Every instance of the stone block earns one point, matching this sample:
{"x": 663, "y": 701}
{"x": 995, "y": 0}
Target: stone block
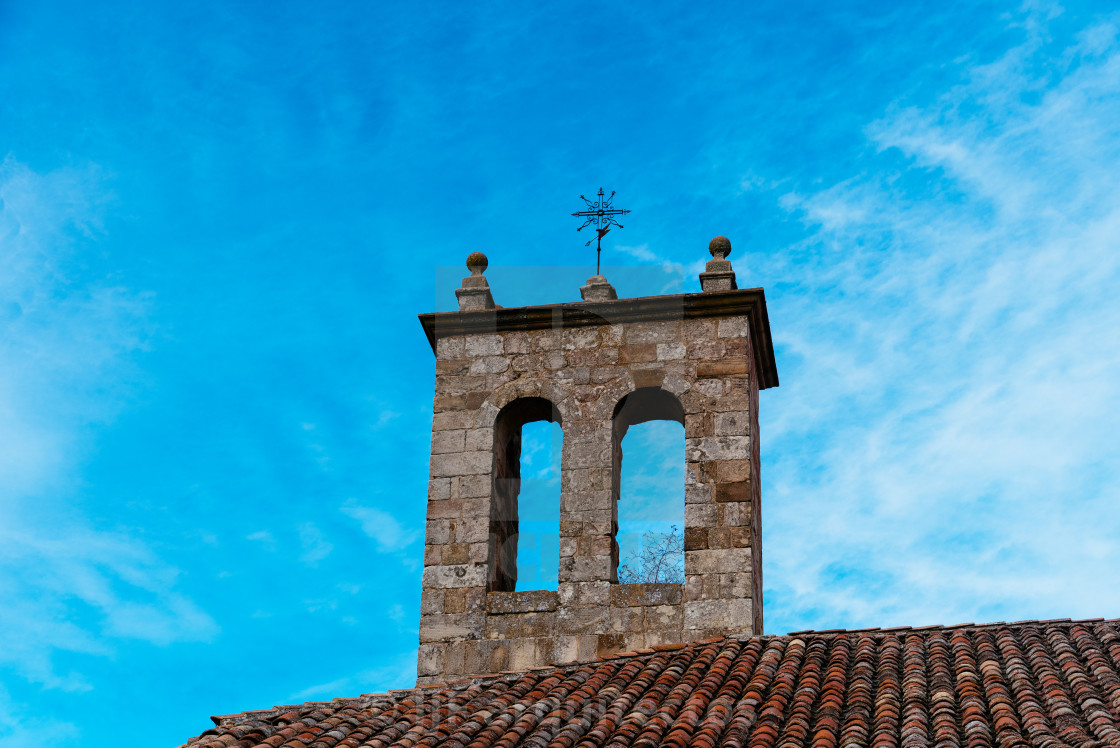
{"x": 431, "y": 660}
{"x": 731, "y": 470}
{"x": 608, "y": 644}
{"x": 584, "y": 620}
{"x": 566, "y": 650}
{"x": 522, "y": 601}
{"x": 662, "y": 332}
{"x": 735, "y": 586}
{"x": 522, "y": 654}
{"x": 716, "y": 448}
{"x": 457, "y": 464}
{"x": 626, "y": 620}
{"x": 645, "y": 594}
{"x": 478, "y": 440}
{"x": 529, "y": 362}
{"x": 664, "y": 617}
{"x": 725, "y": 615}
{"x": 719, "y": 561}
{"x": 469, "y": 531}
{"x": 450, "y": 420}
{"x": 709, "y": 387}
{"x": 696, "y": 539}
{"x": 722, "y": 368}
{"x": 544, "y": 340}
{"x": 467, "y": 401}
{"x": 580, "y": 337}
{"x": 731, "y": 423}
{"x": 466, "y": 574}
{"x": 632, "y": 354}
{"x": 670, "y": 351}
{"x": 593, "y": 594}
{"x": 701, "y": 515}
{"x": 554, "y": 360}
{"x": 431, "y": 601}
{"x": 490, "y": 365}
{"x": 698, "y": 494}
{"x": 672, "y": 636}
{"x": 449, "y": 347}
{"x": 455, "y": 600}
{"x": 733, "y": 492}
{"x": 451, "y": 366}
{"x": 455, "y": 553}
{"x": 478, "y": 552}
{"x": 705, "y": 349}
{"x": 585, "y": 569}
{"x": 647, "y": 377}
{"x": 446, "y": 627}
{"x": 515, "y": 343}
{"x": 472, "y": 486}
{"x": 483, "y": 345}
{"x": 731, "y": 327}
{"x": 438, "y": 532}
{"x": 737, "y": 514}
{"x": 439, "y": 489}
{"x": 445, "y": 510}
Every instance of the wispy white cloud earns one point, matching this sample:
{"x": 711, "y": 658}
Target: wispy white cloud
{"x": 941, "y": 447}
{"x": 314, "y": 547}
{"x": 66, "y": 366}
{"x": 399, "y": 672}
{"x": 381, "y": 526}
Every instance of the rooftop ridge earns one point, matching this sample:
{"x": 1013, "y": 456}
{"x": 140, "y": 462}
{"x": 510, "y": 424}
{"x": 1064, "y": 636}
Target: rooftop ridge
{"x": 394, "y": 697}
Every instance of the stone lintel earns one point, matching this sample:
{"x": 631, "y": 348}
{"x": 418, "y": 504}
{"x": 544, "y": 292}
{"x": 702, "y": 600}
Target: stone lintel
{"x": 750, "y": 302}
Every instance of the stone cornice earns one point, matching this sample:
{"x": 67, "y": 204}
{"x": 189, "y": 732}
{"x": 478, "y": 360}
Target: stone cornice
{"x": 750, "y": 302}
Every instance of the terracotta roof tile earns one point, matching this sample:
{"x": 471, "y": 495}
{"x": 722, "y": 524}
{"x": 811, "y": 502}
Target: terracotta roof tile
{"x": 1030, "y": 683}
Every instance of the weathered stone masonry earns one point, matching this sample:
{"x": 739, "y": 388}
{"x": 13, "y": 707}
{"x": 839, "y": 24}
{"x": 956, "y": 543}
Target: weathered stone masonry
{"x": 596, "y": 367}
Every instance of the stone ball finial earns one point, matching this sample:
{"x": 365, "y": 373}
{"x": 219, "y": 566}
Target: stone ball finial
{"x": 720, "y": 248}
{"x": 477, "y": 263}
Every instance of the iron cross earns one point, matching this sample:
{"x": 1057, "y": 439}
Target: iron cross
{"x": 602, "y": 215}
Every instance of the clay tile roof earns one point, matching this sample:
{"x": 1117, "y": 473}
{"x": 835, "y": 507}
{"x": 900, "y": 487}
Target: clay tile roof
{"x": 1030, "y": 683}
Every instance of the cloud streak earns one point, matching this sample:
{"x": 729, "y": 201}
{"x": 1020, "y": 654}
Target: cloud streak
{"x": 66, "y": 364}
{"x": 941, "y": 447}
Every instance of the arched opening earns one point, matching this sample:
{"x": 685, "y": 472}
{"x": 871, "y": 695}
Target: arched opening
{"x": 649, "y": 523}
{"x": 525, "y": 511}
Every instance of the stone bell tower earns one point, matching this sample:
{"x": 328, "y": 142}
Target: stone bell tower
{"x": 596, "y": 367}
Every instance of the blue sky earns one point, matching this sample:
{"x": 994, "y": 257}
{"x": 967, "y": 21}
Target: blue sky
{"x": 218, "y": 222}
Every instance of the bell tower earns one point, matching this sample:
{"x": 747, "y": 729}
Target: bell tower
{"x": 596, "y": 367}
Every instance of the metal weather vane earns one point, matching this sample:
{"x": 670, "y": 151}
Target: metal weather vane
{"x": 602, "y": 215}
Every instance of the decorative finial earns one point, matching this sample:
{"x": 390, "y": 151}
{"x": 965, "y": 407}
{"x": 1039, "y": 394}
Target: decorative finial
{"x": 718, "y": 274}
{"x": 602, "y": 214}
{"x": 475, "y": 292}
{"x": 477, "y": 263}
{"x": 720, "y": 248}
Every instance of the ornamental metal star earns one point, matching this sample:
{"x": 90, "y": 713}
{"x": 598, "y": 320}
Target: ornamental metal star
{"x": 602, "y": 215}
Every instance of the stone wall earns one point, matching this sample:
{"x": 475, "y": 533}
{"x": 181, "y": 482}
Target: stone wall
{"x": 660, "y": 357}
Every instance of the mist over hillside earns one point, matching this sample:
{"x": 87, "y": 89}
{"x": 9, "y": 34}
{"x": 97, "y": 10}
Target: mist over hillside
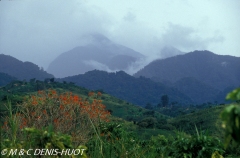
{"x": 99, "y": 53}
{"x": 201, "y": 75}
{"x": 21, "y": 70}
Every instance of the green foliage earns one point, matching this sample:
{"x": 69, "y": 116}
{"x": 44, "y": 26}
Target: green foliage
{"x": 231, "y": 118}
{"x": 196, "y": 146}
{"x": 165, "y": 100}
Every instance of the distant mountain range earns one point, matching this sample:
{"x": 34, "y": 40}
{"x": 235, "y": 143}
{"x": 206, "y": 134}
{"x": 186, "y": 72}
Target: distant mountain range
{"x": 5, "y": 79}
{"x": 139, "y": 91}
{"x": 196, "y": 77}
{"x": 201, "y": 75}
{"x": 101, "y": 54}
{"x": 21, "y": 70}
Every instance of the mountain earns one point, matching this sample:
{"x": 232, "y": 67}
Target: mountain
{"x": 140, "y": 91}
{"x": 196, "y": 90}
{"x": 21, "y": 70}
{"x": 5, "y": 79}
{"x": 201, "y": 75}
{"x": 100, "y": 53}
{"x": 169, "y": 51}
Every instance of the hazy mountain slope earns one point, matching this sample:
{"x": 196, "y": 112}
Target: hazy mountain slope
{"x": 101, "y": 54}
{"x": 5, "y": 79}
{"x": 218, "y": 71}
{"x": 21, "y": 70}
{"x": 139, "y": 91}
{"x": 196, "y": 90}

The task. Set every line down exactly as written, leaving each picture out.

Correct response.
Every instance of the stone block earns one point, matching this sample:
{"x": 663, "y": 701}
{"x": 995, "y": 0}
Target: stone block
{"x": 431, "y": 660}
{"x": 731, "y": 470}
{"x": 608, "y": 644}
{"x": 584, "y": 620}
{"x": 566, "y": 650}
{"x": 522, "y": 601}
{"x": 662, "y": 332}
{"x": 735, "y": 586}
{"x": 522, "y": 654}
{"x": 716, "y": 448}
{"x": 457, "y": 464}
{"x": 626, "y": 620}
{"x": 645, "y": 594}
{"x": 478, "y": 440}
{"x": 529, "y": 362}
{"x": 664, "y": 617}
{"x": 725, "y": 615}
{"x": 719, "y": 561}
{"x": 469, "y": 531}
{"x": 450, "y": 420}
{"x": 709, "y": 387}
{"x": 696, "y": 539}
{"x": 722, "y": 368}
{"x": 544, "y": 340}
{"x": 467, "y": 401}
{"x": 580, "y": 337}
{"x": 731, "y": 423}
{"x": 466, "y": 574}
{"x": 632, "y": 354}
{"x": 670, "y": 351}
{"x": 593, "y": 594}
{"x": 701, "y": 515}
{"x": 554, "y": 360}
{"x": 431, "y": 601}
{"x": 490, "y": 365}
{"x": 698, "y": 494}
{"x": 672, "y": 636}
{"x": 449, "y": 347}
{"x": 455, "y": 600}
{"x": 733, "y": 492}
{"x": 451, "y": 366}
{"x": 455, "y": 553}
{"x": 478, "y": 552}
{"x": 705, "y": 349}
{"x": 585, "y": 569}
{"x": 647, "y": 377}
{"x": 446, "y": 627}
{"x": 515, "y": 343}
{"x": 472, "y": 486}
{"x": 483, "y": 345}
{"x": 731, "y": 327}
{"x": 438, "y": 532}
{"x": 737, "y": 514}
{"x": 439, "y": 489}
{"x": 445, "y": 510}
Every instance of the wispy white cloud earns one point, matching this sample:
{"x": 711, "y": 658}
Target: wispy white cloud
{"x": 941, "y": 447}
{"x": 314, "y": 547}
{"x": 66, "y": 366}
{"x": 399, "y": 672}
{"x": 381, "y": 526}
Every instance of the rooftop ridge earns one point, matching this sample:
{"x": 1013, "y": 456}
{"x": 140, "y": 462}
{"x": 510, "y": 424}
{"x": 1064, "y": 636}
Target: rooftop ridge
{"x": 394, "y": 697}
Every instance of the stone lintel earns one point, matching this sample:
{"x": 631, "y": 348}
{"x": 418, "y": 504}
{"x": 544, "y": 292}
{"x": 702, "y": 600}
Target: stone lintel
{"x": 750, "y": 302}
Every instance of the stone cornice earns one point, matching this sample:
{"x": 67, "y": 204}
{"x": 189, "y": 732}
{"x": 478, "y": 360}
Target: stone cornice
{"x": 750, "y": 302}
Every instance of the terracotta roof tile earns one point, matching this sample:
{"x": 471, "y": 495}
{"x": 722, "y": 524}
{"x": 811, "y": 502}
Target: terracotta roof tile
{"x": 1030, "y": 683}
Every instance of the weathered stone masonry earns one point, matching this sample:
{"x": 739, "y": 388}
{"x": 13, "y": 707}
{"x": 839, "y": 24}
{"x": 956, "y": 543}
Target: weathered stone masonry
{"x": 596, "y": 367}
Every instance of the stone ball finial earns one point, matching this sample:
{"x": 365, "y": 373}
{"x": 219, "y": 566}
Target: stone ball finial
{"x": 720, "y": 248}
{"x": 477, "y": 263}
Every instance of the iron cross earns one point, matching this sample:
{"x": 1057, "y": 439}
Target: iron cross
{"x": 602, "y": 215}
Every instance of the clay tile roof earns one point, matching this sample:
{"x": 1117, "y": 473}
{"x": 835, "y": 507}
{"x": 900, "y": 487}
Target: clay tile roof
{"x": 1030, "y": 683}
Every instance of the cloud streak earns one point, matching this sample:
{"x": 729, "y": 201}
{"x": 1020, "y": 654}
Target: cloud streak
{"x": 66, "y": 364}
{"x": 941, "y": 447}
Every instance of the arched opening earns one point, matching this sample:
{"x": 685, "y": 472}
{"x": 871, "y": 695}
Target: arched opening
{"x": 649, "y": 523}
{"x": 525, "y": 511}
Every instance of the stone bell tower earns one point, matching this sample:
{"x": 328, "y": 142}
Target: stone bell tower
{"x": 596, "y": 367}
Every instance of the blue sky earns one point, matching this sample:
{"x": 994, "y": 257}
{"x": 967, "y": 21}
Target: blue sky
{"x": 218, "y": 222}
Every instance of the bell tower earns one point, matching this sample:
{"x": 747, "y": 729}
Target: bell tower
{"x": 596, "y": 367}
Every instance of the metal weather vane earns one point, matching this sample:
{"x": 670, "y": 151}
Target: metal weather vane
{"x": 602, "y": 215}
Every instance of the decorative finial earns one point, matching this sample:
{"x": 390, "y": 151}
{"x": 965, "y": 407}
{"x": 1039, "y": 394}
Target: decorative finial
{"x": 718, "y": 274}
{"x": 602, "y": 214}
{"x": 475, "y": 292}
{"x": 477, "y": 263}
{"x": 720, "y": 248}
Every instance of the ornamental metal star earns one point, matching this sample:
{"x": 90, "y": 713}
{"x": 598, "y": 320}
Target: ornamental metal star
{"x": 602, "y": 215}
Every instance of the stone wall earns one point, matching this sample:
{"x": 475, "y": 533}
{"x": 181, "y": 482}
Target: stone wall
{"x": 660, "y": 357}
Every instance of the mist over hillside earns one point, matching this sample:
{"x": 87, "y": 89}
{"x": 9, "y": 34}
{"x": 97, "y": 10}
Target: mist over hillside
{"x": 99, "y": 53}
{"x": 201, "y": 75}
{"x": 21, "y": 70}
Every instance of the green foliage earns one point, matching this sample:
{"x": 69, "y": 116}
{"x": 44, "y": 26}
Target: green foliage
{"x": 231, "y": 118}
{"x": 196, "y": 146}
{"x": 165, "y": 100}
Every instance of the distant mountain range earns one point, matching this sample:
{"x": 34, "y": 40}
{"x": 235, "y": 143}
{"x": 206, "y": 134}
{"x": 186, "y": 72}
Target: distant mountain range
{"x": 5, "y": 79}
{"x": 139, "y": 91}
{"x": 196, "y": 77}
{"x": 201, "y": 75}
{"x": 101, "y": 54}
{"x": 21, "y": 70}
Every instance of the mountain earns one point, matching this sample:
{"x": 232, "y": 67}
Target: mountain
{"x": 140, "y": 91}
{"x": 196, "y": 90}
{"x": 21, "y": 70}
{"x": 5, "y": 79}
{"x": 201, "y": 75}
{"x": 100, "y": 53}
{"x": 169, "y": 51}
Every instance of the hazy mountain slope earns one point, matching this sample:
{"x": 196, "y": 112}
Target: hazy mountain slope
{"x": 101, "y": 54}
{"x": 5, "y": 79}
{"x": 218, "y": 71}
{"x": 21, "y": 70}
{"x": 139, "y": 91}
{"x": 196, "y": 90}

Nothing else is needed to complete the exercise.